Boy, I'm glad that nobody wrote that novel. It would have been awful.

[/sarcasm]

Running out of food is not a typical feature of D&D adventures - spells like Create Food and Water are designed expressly to exclude it as a typical consideration.

I'm not sure what quest for gold you have in mind in LoTR. Of the magic weapons, Sting is mere flavour, and Aragorn gets his weapon near the beginning of the adventure, not as a reward for completing it. And before Narsil is reforged, he is armed only with a broken blade - not a standard choice for a D&D adventurer.

Unlike D&D, LoTR has a party of vastly different character levels, with varying levels of equipment (Merry and Pippin start with nothing, Frodo with a mithril shirt and Sting). Most magic item gain results not from overcoming challenges, but from friendly NPCs: Elrond has Narsil reforged, Galadriel hands out gifts, etc. The challenges they face are not ones they can overcome by expending a quarter of their resources: 9 Nazgul vs 4 halflings and 1 ranger, 1 Balrog plus hundreds of orcs vs 9 PCs, 2 halflings vs dozens of orcs (the Uruk-hai), 2 halflings versus Shelob and a fortress of orcs (Cirith Ungol). The hobbits really have no D&D-type resources to expend at all (maybe the Phial of Galadriel is an exception, but it seems to be an unlimited-use item); the other NPCs are non-spell users with no one-use items (the least resource-management style characters) with the excpetion of Gandalf, whose main constraint on spell use is one which, in D&D, would be considered mere flavour. And the resolution to the whole thing is an obvious contrivance.

What is asked:
**a)** Answer these questions from the passage on D&D and LoTR, one answer per line with matching marks:
(i) Which spell does it name as designed to keep running out of food from being a typical consideration?
(ii) What is Aragorn armed with before Narsil is reforged?
(iii) Which item does it suggest might be an exception to the hobbits having no D&D-type resources?
**b)** Write out the passage on D&D and LoTR again, everything from "Boy, I'm glad" down to "a typical consideration.", swapping in "book" wherever "novel" appears.

Dataset:
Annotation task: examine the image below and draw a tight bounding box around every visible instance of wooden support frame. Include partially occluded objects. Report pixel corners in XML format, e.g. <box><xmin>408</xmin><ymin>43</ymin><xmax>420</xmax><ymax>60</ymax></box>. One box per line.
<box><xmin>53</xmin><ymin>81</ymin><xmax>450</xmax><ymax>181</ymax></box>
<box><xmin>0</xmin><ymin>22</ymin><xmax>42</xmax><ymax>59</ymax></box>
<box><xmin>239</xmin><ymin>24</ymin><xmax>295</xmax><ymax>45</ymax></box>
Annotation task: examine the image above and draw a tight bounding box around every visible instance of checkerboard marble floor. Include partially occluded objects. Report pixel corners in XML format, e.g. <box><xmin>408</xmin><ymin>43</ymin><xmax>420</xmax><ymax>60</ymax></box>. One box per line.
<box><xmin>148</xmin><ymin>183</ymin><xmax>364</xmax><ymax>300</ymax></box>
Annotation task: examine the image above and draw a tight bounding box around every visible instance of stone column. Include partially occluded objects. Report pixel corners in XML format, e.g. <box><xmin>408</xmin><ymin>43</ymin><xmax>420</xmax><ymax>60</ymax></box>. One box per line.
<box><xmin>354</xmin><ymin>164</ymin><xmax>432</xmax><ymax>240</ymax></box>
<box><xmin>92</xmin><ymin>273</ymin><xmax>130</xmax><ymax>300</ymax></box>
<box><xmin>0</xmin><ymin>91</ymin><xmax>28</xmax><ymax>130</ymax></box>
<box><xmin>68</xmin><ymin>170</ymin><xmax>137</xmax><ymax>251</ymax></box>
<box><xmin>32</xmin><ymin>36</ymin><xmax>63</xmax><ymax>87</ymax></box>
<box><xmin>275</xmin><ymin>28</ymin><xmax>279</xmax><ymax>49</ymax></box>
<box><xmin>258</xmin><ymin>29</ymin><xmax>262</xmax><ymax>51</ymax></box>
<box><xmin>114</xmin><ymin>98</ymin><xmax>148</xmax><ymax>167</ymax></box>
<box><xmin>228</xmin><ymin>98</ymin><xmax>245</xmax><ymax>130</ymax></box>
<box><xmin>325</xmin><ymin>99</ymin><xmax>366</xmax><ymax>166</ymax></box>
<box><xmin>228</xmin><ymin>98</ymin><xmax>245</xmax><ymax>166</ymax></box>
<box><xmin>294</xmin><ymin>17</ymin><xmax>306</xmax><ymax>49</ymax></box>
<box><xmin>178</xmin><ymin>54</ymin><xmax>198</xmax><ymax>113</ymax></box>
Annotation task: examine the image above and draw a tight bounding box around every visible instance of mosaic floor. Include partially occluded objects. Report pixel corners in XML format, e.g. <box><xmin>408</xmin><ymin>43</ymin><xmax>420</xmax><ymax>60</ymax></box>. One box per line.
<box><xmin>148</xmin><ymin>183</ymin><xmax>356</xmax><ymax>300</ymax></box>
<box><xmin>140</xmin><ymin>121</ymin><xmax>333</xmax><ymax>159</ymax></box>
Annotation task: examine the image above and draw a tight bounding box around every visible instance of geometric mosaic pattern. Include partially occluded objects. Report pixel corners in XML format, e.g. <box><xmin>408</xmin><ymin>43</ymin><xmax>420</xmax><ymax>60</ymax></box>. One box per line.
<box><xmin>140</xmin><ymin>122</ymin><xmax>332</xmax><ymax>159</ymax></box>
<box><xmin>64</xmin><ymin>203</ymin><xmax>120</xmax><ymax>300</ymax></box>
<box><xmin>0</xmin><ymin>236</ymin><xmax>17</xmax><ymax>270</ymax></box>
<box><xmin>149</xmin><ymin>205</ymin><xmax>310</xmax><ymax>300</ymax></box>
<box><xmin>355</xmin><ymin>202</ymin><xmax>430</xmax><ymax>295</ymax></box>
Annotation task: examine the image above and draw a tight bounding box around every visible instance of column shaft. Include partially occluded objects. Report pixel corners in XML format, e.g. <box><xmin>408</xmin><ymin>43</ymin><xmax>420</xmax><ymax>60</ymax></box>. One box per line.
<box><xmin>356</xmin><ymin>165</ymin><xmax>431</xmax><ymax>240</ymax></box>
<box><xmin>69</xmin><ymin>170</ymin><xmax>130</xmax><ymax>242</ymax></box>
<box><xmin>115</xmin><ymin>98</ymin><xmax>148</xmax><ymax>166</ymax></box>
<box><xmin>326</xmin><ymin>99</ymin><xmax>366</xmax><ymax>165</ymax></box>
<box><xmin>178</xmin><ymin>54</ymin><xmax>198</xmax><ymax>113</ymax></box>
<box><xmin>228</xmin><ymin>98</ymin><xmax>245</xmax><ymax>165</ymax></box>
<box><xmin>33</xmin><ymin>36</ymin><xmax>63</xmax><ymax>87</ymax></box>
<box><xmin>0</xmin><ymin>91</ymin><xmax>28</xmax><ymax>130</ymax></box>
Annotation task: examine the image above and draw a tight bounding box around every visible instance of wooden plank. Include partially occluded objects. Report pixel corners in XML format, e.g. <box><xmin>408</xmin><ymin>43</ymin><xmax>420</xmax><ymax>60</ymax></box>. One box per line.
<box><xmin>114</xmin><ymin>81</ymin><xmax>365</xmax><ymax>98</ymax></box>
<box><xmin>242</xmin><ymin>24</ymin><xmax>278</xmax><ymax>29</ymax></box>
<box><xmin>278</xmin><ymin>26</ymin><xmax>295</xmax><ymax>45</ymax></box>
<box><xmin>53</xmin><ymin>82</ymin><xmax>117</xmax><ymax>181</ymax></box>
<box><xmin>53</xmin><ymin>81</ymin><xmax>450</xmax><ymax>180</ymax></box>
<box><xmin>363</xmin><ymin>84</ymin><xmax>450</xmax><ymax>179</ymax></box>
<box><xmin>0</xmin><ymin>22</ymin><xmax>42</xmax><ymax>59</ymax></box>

List of solutions:
**a)**
(i) Create Food and Water
(ii) Only a broken blade
(iii) The Phial of Galadriel

**b)**
Boy, I'm glad that nobody wrote that book. It would have been awful.

[/sarcasm]

Running out of food is not a typical feature of D&D adventures - spells like Create Food and Water are designed expressly to exclude it as a typical consideration.